▶ **STATED GOAL**
Reproduce the complete listing without any deviation.
"""
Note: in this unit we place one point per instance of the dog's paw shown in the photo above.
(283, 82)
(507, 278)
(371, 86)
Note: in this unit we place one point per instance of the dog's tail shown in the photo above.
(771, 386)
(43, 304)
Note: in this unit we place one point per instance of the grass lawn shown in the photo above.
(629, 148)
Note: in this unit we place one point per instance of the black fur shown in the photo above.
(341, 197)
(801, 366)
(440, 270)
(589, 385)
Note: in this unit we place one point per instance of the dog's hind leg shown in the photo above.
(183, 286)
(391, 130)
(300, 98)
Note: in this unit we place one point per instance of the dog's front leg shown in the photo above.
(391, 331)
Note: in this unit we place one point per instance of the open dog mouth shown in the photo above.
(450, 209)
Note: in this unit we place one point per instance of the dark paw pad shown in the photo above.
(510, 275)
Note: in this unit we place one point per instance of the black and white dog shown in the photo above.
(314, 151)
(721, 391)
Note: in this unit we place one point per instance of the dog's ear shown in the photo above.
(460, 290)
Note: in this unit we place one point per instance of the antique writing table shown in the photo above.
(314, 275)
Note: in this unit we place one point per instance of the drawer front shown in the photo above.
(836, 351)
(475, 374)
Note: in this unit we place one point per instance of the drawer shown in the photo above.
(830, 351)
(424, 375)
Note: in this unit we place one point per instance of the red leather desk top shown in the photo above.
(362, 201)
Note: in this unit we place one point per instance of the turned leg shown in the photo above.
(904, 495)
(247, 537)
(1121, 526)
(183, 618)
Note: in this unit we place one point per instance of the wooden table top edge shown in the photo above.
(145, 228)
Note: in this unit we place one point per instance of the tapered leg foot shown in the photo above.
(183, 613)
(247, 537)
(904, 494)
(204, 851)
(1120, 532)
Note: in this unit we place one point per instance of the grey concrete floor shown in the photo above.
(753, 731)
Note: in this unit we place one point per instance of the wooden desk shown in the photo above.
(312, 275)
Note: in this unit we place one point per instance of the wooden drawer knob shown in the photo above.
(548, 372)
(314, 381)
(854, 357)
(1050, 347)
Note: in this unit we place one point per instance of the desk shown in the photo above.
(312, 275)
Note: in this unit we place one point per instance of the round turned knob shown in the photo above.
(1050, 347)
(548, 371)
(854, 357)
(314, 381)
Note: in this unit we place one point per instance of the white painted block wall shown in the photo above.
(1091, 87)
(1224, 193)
"""
▶ **OUTPUT OF THE EXERCISE**
Note: in this unit we place one point per instance of the dog's paw shown in the photo above.
(283, 82)
(507, 278)
(371, 86)
Note: in this unit we place one point per instance of the dog's tail shown in the photo above.
(771, 386)
(43, 304)
Note: in this unit we place one point per instance of the grass lawn shown in the photo above.
(629, 148)
Note: in this unit we place one point per instance of the black fur shown in the photo above.
(341, 197)
(801, 366)
(440, 270)
(589, 385)
Note: in this unit we place one point per instance of the dog's hind leg shown in the photo above.
(183, 286)
(391, 130)
(300, 98)
Note: in this unit we place one point per instance of the dog's front leg shown in the photo above.
(391, 331)
Note: in this unit we place one point per instance of the open dog mouth shown in the photo above.
(450, 209)
Note: in this unit we place one point per instance of the dark paw pad shown in the photo above.
(510, 275)
Note: in this unit we place one point per instance of the black and white dog shown in the photo above.
(314, 151)
(721, 391)
Note: in this unit we place one point per instance of the dog's ear shown in the photo above.
(460, 290)
Note: in this unit we place one point per instance of the antique writing table shown in the photo above.
(314, 275)
Note: in this unit we place one point per instance of the drawer front shown in the photo above.
(836, 351)
(475, 374)
Note: in this unit we place one point per instance of the drawer shown in the photo above.
(830, 351)
(424, 375)
Note: in this unit we place one point per instance of the red leather desk top shown in the photo above.
(362, 201)
Note: in this unit we place one point per instance of the turned leg shown in the photo above.
(904, 495)
(247, 537)
(1121, 526)
(183, 618)
Note: in this unit we place one point per instance of the wooden table top edge shown in the photo above.
(145, 228)
Note: in this unit we place one point per instance of the tapered leg foot shown in the photo above.
(183, 613)
(247, 537)
(904, 494)
(204, 851)
(1120, 532)
Note: in this unit we place one point per instance of the grey concrete floor shown in the photo above.
(753, 731)
Note: in this unit we place one point per instance of the wooden desk shown in the photo above.
(312, 275)
Note: in this unit we place one point per instance of the wooden drawer knob shown in the photo above.
(548, 372)
(314, 381)
(854, 357)
(1050, 347)
Note: in this unit we place one point per instance of the desk shown in the photo above.
(312, 275)
Note: in this unit we place one point per instance of the round turned knob shown in the photo above.
(1050, 347)
(548, 371)
(854, 357)
(314, 381)
Note: in this unit we place one point per instance of the white painted block wall shown in the photo above.
(1091, 87)
(1224, 193)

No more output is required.